Text block:

Most Common Word : the Frequency : 135


## Question 5

Expand on the previous functions to create a function called `count_words_in_many_documents` that reads in a list of documents, and creates a dictionary of word counts across all the documents.

In [313]:
documents = ['I enjoyed a delicious homemade lasagna for dinner last night.',
            'She ordered a classic Caesar salad for lunch at the restaurant.',
            'Breakfast is my favorite meal of the day! I always start with a hearty omelette.',
            "We're having grilled chicken with roasted vegetables for tonight's meal.",
            'On a hot summer day, nothing beats a refreshing fruit salad.',
            'They decided to order takeout sushi for a convenient and tasty meal.',
            'Thanksgiving dinner is traditionally a feast of turkey, stuffing, and cranberry sauce.',
            "My grandmother's homemade apple pie is the perfect dessert to end any meal.",
            "Aromatic spices and herbs can transform a simple dish into a culinary masterpiece.",
            "Exploring street food markets in foreign cities is a delightful way to experience local culture.",
            "The rich and creamy texture of a perfectly ripe avocado is a true gastronomic pleasure.",
            "Sushi, with its delicate balance of flavors and textures, is an art form on a plate.",
            "Homemade apple pie, fresh out of the oven, fills the air with a comforting, cinnamon-infused aroma.",
            "Savoring a warm bowl of chicken soup on a chilly day is like a hug for the soul.",
            "Food brings people together, creating lasting memories around the dinner table.",
            "Discovering new flavors and cuisines is an exciting culinary adventure that broadens the palate.",
            "Grilling outdoors on a sunny day creates a mouthwatering symphony of sizzling meats and vegetables.",
            "The joy of sharing a delicious meal with loved ones is one of life's simple pleasures."]

In [284]:
def update_freq_map(final_freq_map, temp_freq_map):
    """

Instruction:
Write what comes next in the word-count text, picking up right after its last line. The records are separate material with no connection to the word-count text.

Records from a pointing dataset
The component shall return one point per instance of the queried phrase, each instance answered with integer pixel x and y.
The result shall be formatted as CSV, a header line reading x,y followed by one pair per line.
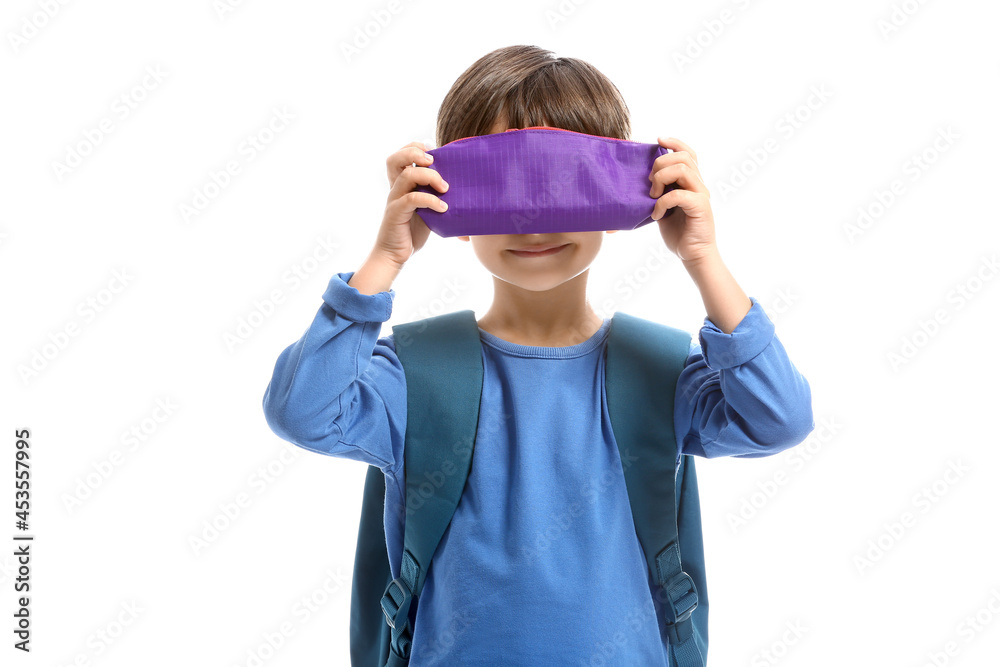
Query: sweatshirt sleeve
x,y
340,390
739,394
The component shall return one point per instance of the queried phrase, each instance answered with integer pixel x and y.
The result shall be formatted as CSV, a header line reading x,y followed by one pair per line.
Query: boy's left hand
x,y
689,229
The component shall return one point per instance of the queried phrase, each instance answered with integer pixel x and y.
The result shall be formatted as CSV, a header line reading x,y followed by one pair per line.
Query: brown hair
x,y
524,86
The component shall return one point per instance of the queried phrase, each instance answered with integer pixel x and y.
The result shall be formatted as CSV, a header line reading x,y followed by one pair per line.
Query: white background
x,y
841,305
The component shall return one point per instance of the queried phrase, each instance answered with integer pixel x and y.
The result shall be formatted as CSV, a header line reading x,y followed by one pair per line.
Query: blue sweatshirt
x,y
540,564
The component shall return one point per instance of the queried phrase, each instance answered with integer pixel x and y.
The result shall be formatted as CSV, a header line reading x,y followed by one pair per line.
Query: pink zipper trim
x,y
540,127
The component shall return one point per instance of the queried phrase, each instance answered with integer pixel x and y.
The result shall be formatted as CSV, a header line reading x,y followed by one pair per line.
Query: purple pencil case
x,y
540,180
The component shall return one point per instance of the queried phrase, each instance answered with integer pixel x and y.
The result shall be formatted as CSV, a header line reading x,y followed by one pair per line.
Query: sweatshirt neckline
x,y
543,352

* * *

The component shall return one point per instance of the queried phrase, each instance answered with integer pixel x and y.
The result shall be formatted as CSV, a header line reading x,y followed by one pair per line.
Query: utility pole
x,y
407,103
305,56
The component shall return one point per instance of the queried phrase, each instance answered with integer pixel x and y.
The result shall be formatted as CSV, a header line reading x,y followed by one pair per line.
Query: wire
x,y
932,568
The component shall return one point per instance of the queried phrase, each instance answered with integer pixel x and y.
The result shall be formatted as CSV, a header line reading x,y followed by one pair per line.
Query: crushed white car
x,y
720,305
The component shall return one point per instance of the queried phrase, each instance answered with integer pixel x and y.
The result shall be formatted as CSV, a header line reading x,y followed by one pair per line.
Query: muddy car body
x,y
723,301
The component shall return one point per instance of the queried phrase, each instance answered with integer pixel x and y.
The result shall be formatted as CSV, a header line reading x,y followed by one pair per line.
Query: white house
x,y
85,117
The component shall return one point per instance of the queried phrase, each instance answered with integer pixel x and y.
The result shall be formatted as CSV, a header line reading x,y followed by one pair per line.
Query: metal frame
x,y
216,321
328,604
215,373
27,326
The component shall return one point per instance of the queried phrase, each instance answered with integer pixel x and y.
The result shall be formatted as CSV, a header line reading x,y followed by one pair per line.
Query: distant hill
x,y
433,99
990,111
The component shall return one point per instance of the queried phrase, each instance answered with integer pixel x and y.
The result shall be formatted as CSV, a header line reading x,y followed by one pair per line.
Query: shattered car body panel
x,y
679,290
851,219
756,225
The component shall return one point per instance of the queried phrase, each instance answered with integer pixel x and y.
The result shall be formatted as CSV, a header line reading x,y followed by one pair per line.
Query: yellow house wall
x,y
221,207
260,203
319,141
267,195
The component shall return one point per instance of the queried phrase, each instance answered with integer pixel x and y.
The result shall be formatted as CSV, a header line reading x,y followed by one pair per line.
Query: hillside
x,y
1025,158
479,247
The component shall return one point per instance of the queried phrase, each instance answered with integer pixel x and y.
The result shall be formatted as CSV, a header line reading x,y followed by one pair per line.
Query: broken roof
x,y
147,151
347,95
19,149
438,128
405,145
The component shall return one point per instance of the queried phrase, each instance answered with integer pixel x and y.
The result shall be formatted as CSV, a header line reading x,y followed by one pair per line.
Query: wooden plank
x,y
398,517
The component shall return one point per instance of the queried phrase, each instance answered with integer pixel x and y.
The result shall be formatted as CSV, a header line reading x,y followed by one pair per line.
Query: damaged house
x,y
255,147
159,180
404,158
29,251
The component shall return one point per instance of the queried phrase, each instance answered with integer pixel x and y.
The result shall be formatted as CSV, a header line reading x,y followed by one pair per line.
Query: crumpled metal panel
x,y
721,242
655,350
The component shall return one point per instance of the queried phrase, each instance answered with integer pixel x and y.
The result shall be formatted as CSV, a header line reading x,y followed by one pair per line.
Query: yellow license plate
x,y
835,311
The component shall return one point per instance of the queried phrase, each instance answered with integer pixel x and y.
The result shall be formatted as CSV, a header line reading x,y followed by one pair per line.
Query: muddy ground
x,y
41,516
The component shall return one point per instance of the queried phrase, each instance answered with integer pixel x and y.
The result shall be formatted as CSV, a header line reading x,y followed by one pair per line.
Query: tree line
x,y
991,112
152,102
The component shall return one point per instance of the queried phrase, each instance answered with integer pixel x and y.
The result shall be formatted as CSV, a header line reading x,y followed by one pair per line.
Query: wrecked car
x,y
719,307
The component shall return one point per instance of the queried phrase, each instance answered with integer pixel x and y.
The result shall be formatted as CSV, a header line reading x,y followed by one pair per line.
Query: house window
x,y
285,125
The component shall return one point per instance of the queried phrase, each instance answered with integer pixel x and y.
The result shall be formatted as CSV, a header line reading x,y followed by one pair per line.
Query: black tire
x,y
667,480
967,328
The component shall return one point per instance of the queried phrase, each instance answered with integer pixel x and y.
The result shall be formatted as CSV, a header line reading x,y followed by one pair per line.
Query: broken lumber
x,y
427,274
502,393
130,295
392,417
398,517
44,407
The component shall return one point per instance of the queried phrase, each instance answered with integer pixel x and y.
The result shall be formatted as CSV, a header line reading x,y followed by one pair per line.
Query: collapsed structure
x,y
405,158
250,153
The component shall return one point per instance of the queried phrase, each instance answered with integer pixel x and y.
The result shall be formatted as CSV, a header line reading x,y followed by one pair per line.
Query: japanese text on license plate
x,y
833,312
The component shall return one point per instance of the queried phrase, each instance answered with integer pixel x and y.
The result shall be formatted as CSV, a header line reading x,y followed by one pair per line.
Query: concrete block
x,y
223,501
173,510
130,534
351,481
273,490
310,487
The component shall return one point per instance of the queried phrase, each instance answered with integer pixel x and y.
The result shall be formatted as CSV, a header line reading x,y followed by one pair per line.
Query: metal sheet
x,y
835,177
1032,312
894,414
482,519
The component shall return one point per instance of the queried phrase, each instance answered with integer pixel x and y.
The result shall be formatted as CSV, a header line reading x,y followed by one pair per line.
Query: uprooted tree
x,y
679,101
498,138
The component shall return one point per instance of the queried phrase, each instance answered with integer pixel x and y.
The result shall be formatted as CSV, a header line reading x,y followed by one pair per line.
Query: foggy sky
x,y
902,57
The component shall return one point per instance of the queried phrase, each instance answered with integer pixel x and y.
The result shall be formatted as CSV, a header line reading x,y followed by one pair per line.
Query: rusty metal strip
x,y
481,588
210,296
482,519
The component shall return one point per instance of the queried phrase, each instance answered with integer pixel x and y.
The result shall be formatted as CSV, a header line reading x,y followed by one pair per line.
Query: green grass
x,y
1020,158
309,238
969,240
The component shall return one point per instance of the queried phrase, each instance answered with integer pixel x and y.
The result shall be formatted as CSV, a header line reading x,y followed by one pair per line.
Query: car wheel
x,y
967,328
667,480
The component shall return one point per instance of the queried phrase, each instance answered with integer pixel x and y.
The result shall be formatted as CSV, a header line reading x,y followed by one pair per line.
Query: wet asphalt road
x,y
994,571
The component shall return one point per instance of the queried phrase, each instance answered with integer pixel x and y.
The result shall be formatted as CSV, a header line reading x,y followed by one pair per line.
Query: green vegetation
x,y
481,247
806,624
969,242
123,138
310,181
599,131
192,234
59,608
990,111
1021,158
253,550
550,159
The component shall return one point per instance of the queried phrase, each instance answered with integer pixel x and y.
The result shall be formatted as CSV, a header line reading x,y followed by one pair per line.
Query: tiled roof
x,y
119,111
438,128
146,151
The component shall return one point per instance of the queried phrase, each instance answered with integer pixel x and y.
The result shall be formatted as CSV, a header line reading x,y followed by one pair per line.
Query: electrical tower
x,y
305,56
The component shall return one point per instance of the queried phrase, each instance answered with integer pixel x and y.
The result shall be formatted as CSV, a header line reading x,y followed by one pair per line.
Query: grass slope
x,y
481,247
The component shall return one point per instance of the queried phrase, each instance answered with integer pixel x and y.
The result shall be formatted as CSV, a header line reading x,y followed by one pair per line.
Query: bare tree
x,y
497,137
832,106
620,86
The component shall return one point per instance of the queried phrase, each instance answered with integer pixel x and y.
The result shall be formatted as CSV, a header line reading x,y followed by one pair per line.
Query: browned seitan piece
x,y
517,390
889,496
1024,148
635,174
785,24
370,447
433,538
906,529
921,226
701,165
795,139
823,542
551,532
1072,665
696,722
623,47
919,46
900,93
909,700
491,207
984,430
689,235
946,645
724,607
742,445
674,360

==

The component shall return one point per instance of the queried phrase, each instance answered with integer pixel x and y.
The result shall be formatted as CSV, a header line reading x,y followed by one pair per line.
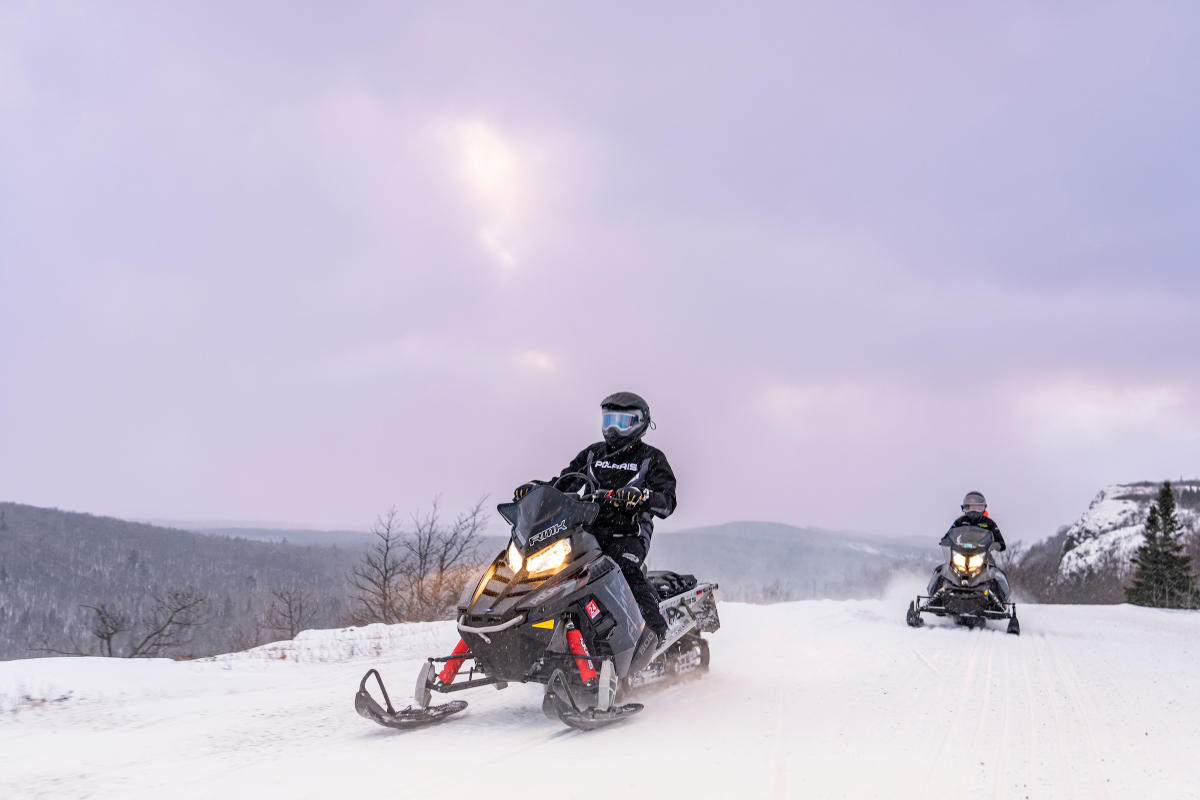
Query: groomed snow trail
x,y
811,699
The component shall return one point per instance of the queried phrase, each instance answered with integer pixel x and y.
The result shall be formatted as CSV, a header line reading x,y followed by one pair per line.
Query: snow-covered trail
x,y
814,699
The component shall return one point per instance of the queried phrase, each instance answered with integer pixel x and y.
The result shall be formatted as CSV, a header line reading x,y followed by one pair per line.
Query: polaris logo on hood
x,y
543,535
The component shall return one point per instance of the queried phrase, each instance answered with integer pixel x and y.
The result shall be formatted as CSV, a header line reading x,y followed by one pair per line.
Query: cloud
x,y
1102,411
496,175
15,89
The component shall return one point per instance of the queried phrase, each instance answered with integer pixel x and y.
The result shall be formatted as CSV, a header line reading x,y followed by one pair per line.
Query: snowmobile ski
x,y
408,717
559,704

Exercise response:
    The function updates the final frequecy map using the temporary freq map
    args:
        final_freq_map: output freq map which needs to be updated 
        temp_freq_map: temporary freq map which updates the final map 
    returns:
        final_freq_map: updated freq map
    """
    for key, value in temp_freq_map.items():
        if key in final_freq_map:
            final_freq_map[key]+=value
        else:
            final_freq_map[key] = value
    return final_freq_map


def count_words_in_many_documents(documents):
    """
    Given a list of documents, the function performs following operations
        a) Cleans each text document by making them lowercase and removing punctuations
        b) Creates a individual frequency map for each document 
        c) Combines all the individual frequency maps
    args:
        documents : list of input documents
    returns:
        final_count_dict : combined frequency map of all the documents
    """
    final_count_dict = {}
    for document in documents:
        
        # Getting word count dict for each document 
        temp_count_dict = count_words(document)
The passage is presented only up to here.